Building a Brokerage Tech Strategy for 2025: What 100+ Leaders Told Us to Fix
Two years of survey data. One roadmap. Here is the 2025 tech strategy for brokerages that want to stop wasting money.

Last year we published a strategy roadmap based on our first year of survey data. It was built from what 92 brokerage leaders told us about their technology, their concerns, and their operations. The advice was straightforward: audit your stack, find out what agents actually use, invest in the back office, and measure technology by outcomes.
One year later, we have a second full year of data. Over 100 leaders participated in the 2024 State of Real Estate Brokerage Technology Survey, conducted by TotalBrokerage in collaboration with T3 Sixty. Every trend from the first year either continued or got worse. The advice has not changed. The urgency has.
This is the capstone post for the 2024 survey series. It synthesizes two years of findings into one roadmap – five steps that address the problems brokerage leaders keep telling us about.
Two years of data, one consistent picture
Here is the short version of what two years of surveying the top brokerages in the United States produced.
Optimism collapsed. Strong optimism dropped from over 40% in 2023 to approximately 15% in 2024. Nearly 30% of leaders described themselves as somewhat pessimistic, very pessimistic, or uncertain.
Margins replaced rates as the number one concern. In 2023, rising interest rates led at 48.91%. In 2024, reduced profit margins climbed to the top spot. Rates dropped. The problem shifted from a market condition you sit through to an operational problem you can do something about.
The checkbox number nearly doubled. In 2023, 16.30% of brokerages said their technology simply checks a box. In 2024, that figure rose to approximately 30%. The percentage saying tech is integral to operations got cut in half, from 39.13% to approximately 20%. More brokerages now describe their technology as a checkbox than as a productivity driver.
CRM satisfaction cratered. Average CRM satisfaction dropped from approximately 3.7 stars to approximately 3.2. The "love and recommend" group was cut roughly in half. The "don't like at all" group tripled, from 5.56% to approximately 15%.
Transaction management ranked as the number one tech concern. When asked what technology area concerns them most, brokerage leaders put transaction management at the top, tied with lead generation at approximately 7 out of 10 in importance. The back office is finally getting attention. But only as a concern, not yet as a budget priority.
AI interest surged without the foundation to support it. Approximately 48% of respondents identified AI as the emerging technology they are most interested in. In 2023, AI barely registered. The interest is real, but approximately 40% of brokerages have technology adoption below 50%, and 30% of tech is just checking a box. AI needs clean, connected data. Most brokerages do not have it.
══════════
What the task asks:
Repeat the passage of the brokerage technology strategy article between "Margins replaced rates" and "a productivity driver.", inclusive. The data that comes next is from a different source than the brokerage technology strategy article.
══════════
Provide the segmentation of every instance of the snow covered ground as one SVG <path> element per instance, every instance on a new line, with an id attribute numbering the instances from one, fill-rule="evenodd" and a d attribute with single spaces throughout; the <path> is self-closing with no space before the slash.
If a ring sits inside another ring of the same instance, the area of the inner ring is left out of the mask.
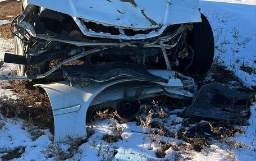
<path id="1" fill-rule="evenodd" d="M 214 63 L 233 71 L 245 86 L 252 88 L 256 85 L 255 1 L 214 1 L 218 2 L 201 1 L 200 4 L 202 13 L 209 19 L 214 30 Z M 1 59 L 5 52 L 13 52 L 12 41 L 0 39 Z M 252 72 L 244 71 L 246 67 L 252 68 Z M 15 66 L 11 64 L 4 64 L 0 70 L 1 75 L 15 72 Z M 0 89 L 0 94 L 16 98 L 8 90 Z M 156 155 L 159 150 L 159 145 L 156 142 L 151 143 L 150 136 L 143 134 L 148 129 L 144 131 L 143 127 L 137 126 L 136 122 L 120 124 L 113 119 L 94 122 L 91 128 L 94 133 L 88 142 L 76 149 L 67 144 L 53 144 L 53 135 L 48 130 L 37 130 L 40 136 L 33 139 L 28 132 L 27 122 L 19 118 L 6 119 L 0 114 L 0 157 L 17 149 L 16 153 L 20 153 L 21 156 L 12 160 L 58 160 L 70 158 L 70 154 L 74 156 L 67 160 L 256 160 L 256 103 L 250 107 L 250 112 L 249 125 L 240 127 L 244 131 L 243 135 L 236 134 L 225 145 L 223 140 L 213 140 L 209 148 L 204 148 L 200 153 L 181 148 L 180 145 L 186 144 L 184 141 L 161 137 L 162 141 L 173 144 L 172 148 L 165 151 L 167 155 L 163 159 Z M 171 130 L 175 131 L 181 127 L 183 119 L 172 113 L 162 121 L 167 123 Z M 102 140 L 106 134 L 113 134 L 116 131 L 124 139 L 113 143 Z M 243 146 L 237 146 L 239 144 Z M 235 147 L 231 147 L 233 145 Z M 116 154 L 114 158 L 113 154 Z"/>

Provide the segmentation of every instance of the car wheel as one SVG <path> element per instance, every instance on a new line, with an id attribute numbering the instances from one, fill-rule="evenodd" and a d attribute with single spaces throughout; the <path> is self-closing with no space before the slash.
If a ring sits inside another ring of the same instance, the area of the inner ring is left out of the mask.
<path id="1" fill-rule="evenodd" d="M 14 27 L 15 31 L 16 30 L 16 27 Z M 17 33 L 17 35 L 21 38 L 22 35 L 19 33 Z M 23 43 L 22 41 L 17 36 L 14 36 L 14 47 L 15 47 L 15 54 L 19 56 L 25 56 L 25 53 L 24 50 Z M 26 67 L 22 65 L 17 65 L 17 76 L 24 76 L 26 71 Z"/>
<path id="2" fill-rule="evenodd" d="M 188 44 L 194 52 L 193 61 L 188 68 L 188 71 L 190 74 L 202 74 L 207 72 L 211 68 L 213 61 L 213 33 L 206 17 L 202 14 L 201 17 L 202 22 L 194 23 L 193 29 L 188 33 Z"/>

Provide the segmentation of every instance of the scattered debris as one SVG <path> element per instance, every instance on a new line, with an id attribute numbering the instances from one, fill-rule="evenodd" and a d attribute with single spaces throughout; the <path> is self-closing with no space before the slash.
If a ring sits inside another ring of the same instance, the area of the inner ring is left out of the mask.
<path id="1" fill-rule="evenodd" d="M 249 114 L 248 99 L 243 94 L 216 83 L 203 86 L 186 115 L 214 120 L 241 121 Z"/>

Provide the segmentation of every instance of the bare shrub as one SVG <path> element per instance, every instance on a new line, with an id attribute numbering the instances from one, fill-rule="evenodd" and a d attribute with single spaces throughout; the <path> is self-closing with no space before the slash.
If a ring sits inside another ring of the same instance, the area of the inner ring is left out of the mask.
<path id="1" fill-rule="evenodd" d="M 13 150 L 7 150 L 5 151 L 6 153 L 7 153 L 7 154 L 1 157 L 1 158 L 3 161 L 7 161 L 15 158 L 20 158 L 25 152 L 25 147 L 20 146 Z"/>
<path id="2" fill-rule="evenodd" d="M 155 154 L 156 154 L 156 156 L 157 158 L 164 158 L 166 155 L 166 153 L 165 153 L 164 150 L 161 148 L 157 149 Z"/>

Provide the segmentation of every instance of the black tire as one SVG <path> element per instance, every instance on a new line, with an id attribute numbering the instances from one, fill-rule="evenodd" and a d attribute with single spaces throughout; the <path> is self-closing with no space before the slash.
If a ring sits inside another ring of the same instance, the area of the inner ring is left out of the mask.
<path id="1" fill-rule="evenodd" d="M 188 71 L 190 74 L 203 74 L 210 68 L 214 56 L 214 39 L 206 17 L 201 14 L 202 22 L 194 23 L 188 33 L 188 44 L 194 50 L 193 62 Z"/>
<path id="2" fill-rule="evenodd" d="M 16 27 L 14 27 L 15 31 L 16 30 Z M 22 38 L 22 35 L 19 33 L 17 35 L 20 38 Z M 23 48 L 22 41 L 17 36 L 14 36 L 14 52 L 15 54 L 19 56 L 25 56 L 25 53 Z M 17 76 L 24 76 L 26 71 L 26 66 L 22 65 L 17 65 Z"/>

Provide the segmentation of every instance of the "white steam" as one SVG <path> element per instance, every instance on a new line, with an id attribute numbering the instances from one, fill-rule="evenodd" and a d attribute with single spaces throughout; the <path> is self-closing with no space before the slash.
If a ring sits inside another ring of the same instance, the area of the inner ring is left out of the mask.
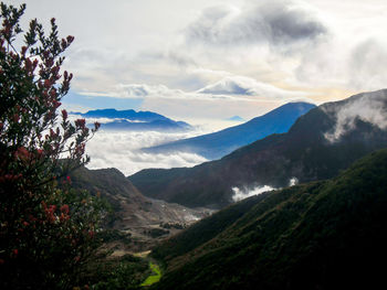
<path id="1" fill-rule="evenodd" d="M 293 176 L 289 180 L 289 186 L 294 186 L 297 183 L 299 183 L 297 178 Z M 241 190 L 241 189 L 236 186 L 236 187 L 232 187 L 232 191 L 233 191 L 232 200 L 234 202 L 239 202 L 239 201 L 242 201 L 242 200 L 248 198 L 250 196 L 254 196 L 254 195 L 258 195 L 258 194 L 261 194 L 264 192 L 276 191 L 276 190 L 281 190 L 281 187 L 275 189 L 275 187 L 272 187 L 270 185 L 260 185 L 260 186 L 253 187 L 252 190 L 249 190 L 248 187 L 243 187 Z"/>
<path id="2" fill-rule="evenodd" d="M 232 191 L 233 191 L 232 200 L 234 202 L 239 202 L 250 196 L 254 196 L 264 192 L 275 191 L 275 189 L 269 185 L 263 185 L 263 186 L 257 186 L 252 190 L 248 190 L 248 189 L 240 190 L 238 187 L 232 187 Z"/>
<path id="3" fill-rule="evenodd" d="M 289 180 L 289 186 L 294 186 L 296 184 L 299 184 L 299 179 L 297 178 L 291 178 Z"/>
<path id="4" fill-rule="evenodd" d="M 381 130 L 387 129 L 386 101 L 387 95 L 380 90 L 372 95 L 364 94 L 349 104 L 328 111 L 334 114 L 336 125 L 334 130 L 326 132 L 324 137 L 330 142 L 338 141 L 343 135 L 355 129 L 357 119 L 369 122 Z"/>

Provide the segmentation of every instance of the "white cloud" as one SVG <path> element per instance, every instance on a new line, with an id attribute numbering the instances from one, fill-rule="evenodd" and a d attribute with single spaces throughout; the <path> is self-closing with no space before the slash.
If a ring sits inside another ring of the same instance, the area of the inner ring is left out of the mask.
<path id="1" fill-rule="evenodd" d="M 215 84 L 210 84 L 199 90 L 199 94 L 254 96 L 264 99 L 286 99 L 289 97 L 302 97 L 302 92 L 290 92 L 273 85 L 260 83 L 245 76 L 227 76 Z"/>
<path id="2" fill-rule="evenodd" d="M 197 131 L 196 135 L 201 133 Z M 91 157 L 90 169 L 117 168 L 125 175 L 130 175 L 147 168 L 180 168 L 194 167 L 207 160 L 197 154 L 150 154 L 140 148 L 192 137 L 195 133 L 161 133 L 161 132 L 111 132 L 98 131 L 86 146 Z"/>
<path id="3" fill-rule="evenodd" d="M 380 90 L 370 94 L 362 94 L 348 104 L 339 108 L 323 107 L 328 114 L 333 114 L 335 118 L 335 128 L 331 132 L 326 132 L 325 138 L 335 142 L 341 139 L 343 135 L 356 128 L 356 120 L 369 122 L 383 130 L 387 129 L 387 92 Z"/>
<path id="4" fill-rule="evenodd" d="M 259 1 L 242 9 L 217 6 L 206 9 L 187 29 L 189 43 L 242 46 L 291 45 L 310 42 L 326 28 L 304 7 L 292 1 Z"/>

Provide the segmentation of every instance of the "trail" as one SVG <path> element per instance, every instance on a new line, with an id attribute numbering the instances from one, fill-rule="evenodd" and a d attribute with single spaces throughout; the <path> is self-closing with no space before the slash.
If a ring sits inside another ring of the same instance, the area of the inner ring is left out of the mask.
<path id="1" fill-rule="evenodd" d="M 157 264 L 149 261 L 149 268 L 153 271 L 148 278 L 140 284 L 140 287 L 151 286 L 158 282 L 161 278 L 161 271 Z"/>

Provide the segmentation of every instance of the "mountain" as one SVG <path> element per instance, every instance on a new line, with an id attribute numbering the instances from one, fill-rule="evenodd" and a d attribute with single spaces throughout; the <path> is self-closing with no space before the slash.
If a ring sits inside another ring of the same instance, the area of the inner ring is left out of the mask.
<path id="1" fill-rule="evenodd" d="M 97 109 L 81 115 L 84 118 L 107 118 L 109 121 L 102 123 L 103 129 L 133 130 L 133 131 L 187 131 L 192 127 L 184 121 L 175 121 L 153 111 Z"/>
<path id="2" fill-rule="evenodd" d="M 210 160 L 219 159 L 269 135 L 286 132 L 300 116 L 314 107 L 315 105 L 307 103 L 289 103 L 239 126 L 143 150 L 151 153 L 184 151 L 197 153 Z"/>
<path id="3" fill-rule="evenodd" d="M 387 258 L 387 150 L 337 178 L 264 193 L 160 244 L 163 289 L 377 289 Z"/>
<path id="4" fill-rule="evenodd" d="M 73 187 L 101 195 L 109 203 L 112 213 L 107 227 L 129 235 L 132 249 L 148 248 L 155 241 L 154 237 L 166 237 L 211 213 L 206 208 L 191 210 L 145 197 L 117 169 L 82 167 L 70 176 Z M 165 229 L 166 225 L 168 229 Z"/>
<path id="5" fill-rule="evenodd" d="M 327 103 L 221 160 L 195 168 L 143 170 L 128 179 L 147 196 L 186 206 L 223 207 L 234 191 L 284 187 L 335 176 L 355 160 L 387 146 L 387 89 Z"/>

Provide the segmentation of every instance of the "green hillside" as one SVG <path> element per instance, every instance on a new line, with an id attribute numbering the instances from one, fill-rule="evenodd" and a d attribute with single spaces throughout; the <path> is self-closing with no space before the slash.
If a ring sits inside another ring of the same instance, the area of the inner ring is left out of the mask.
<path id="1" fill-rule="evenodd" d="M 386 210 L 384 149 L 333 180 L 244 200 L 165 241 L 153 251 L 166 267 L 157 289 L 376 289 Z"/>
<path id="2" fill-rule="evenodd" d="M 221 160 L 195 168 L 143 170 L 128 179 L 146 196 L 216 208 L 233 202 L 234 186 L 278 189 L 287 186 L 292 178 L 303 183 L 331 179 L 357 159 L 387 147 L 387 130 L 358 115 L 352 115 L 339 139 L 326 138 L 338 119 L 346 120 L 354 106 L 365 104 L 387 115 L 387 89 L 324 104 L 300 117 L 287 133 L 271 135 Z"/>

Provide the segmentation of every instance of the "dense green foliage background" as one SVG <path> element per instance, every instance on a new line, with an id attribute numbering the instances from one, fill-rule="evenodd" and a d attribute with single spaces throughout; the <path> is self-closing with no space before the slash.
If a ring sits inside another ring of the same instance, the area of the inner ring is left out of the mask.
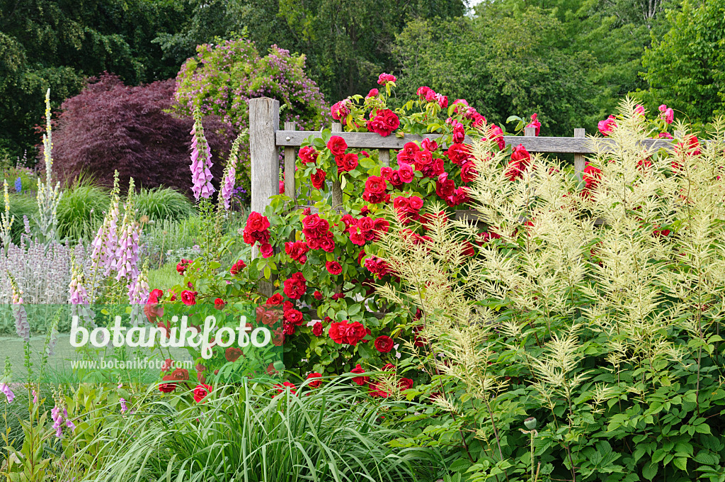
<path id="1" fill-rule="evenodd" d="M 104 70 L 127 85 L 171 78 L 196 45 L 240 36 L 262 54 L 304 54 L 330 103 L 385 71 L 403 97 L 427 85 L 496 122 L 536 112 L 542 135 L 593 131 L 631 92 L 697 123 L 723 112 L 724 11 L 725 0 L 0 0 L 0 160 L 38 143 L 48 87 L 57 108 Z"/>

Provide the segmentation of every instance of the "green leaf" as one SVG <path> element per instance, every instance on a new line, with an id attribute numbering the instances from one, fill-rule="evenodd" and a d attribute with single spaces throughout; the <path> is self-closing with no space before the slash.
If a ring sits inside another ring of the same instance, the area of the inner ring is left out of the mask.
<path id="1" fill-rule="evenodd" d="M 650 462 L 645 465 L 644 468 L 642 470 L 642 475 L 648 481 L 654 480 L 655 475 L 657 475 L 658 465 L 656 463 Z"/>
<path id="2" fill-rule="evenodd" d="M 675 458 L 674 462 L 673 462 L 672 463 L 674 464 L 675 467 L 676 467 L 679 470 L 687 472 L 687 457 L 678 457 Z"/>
══════════
Result:
Margins replaced rates as the number one concern. In 2023, rising interest rates led at 48.91%. In 2024, reduced profit margins climbed to the top spot. Rates dropped. The problem shifted from a market condition you sit through to an operational problem you can do something about.
The checkbox number nearly doubled. In 2023, 16.30% of brokerages said their technology simply checks a box. In 2024, that figure rose to approximately 30%. The percentage saying tech is integral to operations got cut in half, from 39.13% to approximately 20%. More brokerages now describe their technology as a checkbox than as a productivity driver.